Extract ▸
>> Begin

An Interview With Paula D. Ashe
Paula D. Ashe is a writer of dark fiction. Her preferred genres are: horror, dark fantasy, science-fiction, suspense/police procedural, crime fiction, erotica, and whatever abominations result by blending them all together.
Selene – Welcome to the Horror Tree, and thank you for agreeing to an interview. First, tell us a bit about yourself.
Paula – Thanks so much for having me! I’m Paula D. Ashe, I’m a writer of dark fiction, a mom, a wife, a Hellraiser obsessive, and I work in higher ed in diversity, equity, and inclusion and I’m also an educator.
Selene – What I’ve read of your work doesn’t allow ANY cross over of genres. You’re a horror writer, no question. What about the horror genre draws you?
Paula – For me, horror is honest. It gives me a space to process and explore some very uncomfortable and unsettling truths about the human experience.
Selene – In the afterword to We Are Here to Hurt Each Other, you mentioned you think that we live amid chaos and horror, and some people read for shock value and others for solace. Which do you find in horror? I’ve always said that horror appeals more to the optimist in me, because in a story the monsters can be beaten and sometimes there’s even a happy ending.
Paula – I think it depends on what I’m reading but I suppose I look for a mixture of both. I think what I (personally) value more is solace over shock value, but again that’s just me. I love how some people (like yourself) find horror to be hopeful or at least optimistic. And usually I don’t feel that way because I feel like a ‘happy ending’ is somewhat of a copout, but I tell you Eric LaRocca’s novella We Can Never Leave This Place (while certainly not a happy ending), really made me reframe how I see hope in horror.
Selene – May is Short Story Month (among other things), and you seem to work primarily in the shorter form. Do you generally prefer shorter stories, or would you consider writing a novel? Would you consider expanding one or more of the stories in We Are Here To Hurt Each Other into a novel? There are a couple of stories with worlds I’d read more about.
Paula – I have so many trunked novels. They aren’t trunked because they are bad (well, one might be) but because I’ve never finished them. I think I need to work up the stamina to fully complete a novel. I get bored so easily and boredom (for me) is a harbinger for self-doubt (“if you’re bored then you’re boring” – I don’t agree with this by the way, I just heard it during a formative time and it stuck), and once the self-doubt kicks in its hard for me to write my way out of it. I would and am working on an expansion of several of those stories (mainly the ones featuring that toothy fellow).

>> End

Challenge 1 ▸ Find and copy each line in the entries that contains the word "every".
The interview and the entries after it have separate, unrelated origins.

Data listing ▸
>> Begin

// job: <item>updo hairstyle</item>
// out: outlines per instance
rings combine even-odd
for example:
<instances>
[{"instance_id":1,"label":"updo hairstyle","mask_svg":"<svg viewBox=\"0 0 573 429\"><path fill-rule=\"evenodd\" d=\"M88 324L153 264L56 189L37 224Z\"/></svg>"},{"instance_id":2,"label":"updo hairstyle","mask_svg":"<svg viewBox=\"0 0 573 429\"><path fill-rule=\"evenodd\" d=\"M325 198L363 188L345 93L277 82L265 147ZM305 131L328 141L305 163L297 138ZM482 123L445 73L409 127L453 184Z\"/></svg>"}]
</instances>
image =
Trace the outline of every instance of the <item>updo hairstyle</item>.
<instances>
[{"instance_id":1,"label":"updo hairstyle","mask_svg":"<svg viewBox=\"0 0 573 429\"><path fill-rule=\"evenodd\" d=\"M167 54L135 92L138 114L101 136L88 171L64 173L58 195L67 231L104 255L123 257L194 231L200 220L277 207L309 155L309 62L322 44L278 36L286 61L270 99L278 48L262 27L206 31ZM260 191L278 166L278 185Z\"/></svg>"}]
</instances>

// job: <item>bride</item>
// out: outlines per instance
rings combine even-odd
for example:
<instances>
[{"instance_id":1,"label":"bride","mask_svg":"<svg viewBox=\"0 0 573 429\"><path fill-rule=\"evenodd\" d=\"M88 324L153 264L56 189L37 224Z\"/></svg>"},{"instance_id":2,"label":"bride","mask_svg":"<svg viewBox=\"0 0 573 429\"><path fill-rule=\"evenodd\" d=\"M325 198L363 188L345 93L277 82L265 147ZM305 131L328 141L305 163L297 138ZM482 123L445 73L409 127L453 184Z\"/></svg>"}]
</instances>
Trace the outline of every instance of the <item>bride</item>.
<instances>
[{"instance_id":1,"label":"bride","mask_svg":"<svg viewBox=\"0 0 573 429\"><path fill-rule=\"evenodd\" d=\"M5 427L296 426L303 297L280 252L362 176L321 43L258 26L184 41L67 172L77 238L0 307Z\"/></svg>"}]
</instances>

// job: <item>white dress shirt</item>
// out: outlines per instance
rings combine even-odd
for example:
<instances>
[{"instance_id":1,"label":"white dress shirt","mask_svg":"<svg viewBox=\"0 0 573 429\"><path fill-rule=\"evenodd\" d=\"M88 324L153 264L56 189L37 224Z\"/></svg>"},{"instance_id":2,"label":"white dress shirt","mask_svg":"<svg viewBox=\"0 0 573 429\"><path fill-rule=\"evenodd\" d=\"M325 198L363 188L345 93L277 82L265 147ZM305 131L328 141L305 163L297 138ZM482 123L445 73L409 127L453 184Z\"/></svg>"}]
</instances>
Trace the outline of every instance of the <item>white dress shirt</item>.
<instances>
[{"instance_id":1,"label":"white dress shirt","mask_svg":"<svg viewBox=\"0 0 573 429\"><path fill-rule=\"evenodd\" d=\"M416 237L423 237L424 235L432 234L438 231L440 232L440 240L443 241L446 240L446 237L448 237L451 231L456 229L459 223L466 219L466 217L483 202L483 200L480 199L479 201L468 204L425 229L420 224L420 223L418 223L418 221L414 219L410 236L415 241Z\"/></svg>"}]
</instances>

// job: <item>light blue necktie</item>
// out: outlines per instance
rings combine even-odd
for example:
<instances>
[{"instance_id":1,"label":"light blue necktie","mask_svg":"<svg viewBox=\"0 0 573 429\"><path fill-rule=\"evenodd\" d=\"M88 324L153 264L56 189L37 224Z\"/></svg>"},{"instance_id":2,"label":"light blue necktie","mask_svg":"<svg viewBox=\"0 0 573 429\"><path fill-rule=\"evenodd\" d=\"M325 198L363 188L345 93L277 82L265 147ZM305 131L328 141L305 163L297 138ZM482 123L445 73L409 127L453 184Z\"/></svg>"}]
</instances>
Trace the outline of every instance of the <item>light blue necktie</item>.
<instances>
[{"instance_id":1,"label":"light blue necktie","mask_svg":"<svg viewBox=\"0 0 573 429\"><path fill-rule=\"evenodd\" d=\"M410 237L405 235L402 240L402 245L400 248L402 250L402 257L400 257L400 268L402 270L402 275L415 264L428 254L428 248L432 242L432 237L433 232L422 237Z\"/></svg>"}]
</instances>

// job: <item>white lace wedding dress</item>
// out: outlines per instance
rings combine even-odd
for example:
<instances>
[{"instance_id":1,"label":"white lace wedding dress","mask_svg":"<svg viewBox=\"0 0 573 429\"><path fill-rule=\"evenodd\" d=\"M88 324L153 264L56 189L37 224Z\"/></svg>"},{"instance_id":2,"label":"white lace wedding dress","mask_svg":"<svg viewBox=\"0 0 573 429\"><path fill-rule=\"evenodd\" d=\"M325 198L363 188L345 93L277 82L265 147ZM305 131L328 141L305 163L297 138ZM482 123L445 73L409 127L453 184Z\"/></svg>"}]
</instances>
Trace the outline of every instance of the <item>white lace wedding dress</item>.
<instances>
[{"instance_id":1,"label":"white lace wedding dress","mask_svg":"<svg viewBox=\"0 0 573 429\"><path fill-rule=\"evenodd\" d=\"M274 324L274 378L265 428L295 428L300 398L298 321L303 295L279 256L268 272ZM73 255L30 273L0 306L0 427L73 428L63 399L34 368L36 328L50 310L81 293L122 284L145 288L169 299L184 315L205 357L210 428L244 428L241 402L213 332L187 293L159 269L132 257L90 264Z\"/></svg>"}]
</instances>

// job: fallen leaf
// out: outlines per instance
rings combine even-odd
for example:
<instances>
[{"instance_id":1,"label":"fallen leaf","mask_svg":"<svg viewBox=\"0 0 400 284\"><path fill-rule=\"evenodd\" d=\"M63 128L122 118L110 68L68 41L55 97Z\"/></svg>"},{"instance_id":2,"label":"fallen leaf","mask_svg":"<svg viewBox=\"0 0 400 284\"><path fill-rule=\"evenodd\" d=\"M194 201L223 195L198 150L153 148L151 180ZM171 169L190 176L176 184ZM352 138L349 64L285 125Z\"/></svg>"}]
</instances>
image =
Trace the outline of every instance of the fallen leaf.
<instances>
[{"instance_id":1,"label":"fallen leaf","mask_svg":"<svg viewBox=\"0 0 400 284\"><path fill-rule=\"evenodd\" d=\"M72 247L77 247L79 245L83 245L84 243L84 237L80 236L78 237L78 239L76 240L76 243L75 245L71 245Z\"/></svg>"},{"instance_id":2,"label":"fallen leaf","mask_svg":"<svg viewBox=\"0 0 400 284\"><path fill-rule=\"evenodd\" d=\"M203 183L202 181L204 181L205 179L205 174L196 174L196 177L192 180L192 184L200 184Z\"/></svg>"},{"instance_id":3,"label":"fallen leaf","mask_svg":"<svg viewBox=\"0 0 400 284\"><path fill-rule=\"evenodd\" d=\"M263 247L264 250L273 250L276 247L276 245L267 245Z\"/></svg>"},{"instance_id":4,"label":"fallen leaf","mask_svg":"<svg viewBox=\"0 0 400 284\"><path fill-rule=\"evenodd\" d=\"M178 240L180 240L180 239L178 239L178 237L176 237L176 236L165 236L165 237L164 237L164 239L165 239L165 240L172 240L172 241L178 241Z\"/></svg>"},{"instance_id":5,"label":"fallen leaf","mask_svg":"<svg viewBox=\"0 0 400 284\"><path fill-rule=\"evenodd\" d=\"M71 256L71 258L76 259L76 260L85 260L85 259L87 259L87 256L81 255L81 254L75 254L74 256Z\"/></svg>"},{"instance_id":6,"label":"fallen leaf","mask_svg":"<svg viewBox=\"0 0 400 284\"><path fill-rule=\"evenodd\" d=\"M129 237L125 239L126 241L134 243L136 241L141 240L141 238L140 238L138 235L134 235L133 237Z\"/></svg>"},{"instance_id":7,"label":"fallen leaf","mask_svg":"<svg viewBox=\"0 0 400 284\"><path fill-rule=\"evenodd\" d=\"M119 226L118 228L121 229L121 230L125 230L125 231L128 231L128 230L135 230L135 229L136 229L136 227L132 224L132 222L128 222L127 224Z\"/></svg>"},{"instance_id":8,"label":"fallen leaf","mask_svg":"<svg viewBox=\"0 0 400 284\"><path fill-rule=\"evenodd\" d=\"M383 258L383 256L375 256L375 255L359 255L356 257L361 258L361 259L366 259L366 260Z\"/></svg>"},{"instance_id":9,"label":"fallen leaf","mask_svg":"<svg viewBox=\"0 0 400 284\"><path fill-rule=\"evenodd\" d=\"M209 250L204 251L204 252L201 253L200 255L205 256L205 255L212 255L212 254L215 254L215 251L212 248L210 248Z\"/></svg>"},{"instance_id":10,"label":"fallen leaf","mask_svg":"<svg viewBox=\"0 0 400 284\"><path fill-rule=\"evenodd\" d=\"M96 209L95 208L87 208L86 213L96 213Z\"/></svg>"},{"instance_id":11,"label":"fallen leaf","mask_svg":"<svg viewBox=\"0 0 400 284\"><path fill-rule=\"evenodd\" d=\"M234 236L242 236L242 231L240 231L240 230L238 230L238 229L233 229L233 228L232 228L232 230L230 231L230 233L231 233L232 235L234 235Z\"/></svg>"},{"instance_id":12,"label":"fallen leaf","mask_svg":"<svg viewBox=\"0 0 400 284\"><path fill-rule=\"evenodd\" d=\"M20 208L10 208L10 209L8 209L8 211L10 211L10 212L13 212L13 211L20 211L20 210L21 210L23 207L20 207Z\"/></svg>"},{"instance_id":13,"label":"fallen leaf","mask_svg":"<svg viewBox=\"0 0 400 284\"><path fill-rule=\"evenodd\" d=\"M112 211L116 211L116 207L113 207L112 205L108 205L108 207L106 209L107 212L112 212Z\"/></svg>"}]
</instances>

>> End

Challenge 2 ▸ Take the interview with Paula D. Ashe further, picking up right after its final answer.

Task result 1 ▸
Trace the outline of every instance of the <item>updo hairstyle</item>.
Trace the outline of every instance of the <item>bride</item>.
Trace the outline of every instance of the <item>white dress shirt</item>.
Trace the outline of every instance of the <item>light blue necktie</item>.
Trace the outline of every instance of the <item>white lace wedding dress</item>.
Trace the outline of every instance of the fallen leaf.

Task result 2 ▸
Selene – Were any of your characters or stories inspired by people you know? What did they think of their fictional depictions?
Paula – So I’m odd in that I rarely base my characters off of real people. The story comes with the characters and…I just write about ‘em. However, I will steal the shit out of some dialogue. I’m like the Ursula of dark fiction. I’ll snatch that diction and cadence in a heartbeat. At the same time, I will name characters after people I know, mostly friends and family and they are rather minor characters. I think it’s just a cool thing to do (if people are into it). Anything more than that would make me uncomfortable because my characters are…well, you know how they are.
Selene – Just for fun, if a movie were made of any of your stories (and my vote for a film would be “Telesignatures from a Future Corpse”), which actors would you like to see in the cast?
Paula – Actually myself and a good friend are potentially adapting Telesignatures into a screenplay…so yes, let’s use that one!
Sam Jay (Det. Liselle Loudon): Sam Jay is exactly who I imagine as Liselle. She’s Black, she’s butch, she has this smooth yet irreverent energy…that’s who I imagined as Liselle from jump.
JK Simmons (Det. Sean Simmons): So, this one is pretty obvious because I poorly stole that man’s name (that was entirely coincidental or at least subconscious, btw). But similarly to Loudon, JK Simmons was always Sean Simmons. He just seems like such a dapper dude who doesn’t take any guff.
Lauren Ambrose (Sherri Baystone-Loudon): Have you ever watched the AppleTV+ (or whatever) series, Servant? IT IS INSANE. SHE IS INSANE IN IT. I’ve been a fan of her work for years and I think she’d be perfect in terms of look and vibe.
Selene – With your educational background in Women’s Studies, here’s a question I’ve always wanted to ask. Way back when I was in school, we were studying women’s writing, and it was suggested that women authors tend to write shorter works, because they tend to write between taking care of children, doing housework, and so on. I think we were studying a poem about laundry (I think it was something by Anne Bradstreet but my memory’s not that good). Not to aggressively gender anyone, of course, but do you think there is any truth to this?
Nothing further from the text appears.